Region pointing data
^^^^
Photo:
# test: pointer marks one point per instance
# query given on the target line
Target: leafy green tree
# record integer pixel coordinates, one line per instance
^^^^
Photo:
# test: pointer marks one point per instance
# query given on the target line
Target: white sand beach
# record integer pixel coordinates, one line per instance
^^^^
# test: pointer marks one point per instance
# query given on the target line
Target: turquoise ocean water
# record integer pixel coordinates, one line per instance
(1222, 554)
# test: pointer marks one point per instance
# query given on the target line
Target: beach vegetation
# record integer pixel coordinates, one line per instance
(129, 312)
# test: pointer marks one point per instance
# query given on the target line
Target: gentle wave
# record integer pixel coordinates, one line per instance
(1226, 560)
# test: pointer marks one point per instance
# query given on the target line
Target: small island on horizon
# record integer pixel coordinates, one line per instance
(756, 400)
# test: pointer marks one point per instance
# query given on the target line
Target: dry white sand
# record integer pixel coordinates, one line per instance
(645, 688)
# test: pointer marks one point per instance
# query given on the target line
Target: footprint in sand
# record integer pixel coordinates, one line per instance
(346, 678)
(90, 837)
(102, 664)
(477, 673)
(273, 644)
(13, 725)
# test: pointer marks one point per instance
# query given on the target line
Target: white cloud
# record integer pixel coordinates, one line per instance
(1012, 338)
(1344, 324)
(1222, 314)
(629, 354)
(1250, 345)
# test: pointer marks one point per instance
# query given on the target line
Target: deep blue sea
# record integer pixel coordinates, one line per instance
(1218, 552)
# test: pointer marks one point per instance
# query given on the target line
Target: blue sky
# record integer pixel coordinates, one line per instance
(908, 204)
^^^^
## Aim of the task
Wherever "blue" occurs in the records above, copy the line it sits in.

## Answer below
Target: deep blue sea
Target: blue sky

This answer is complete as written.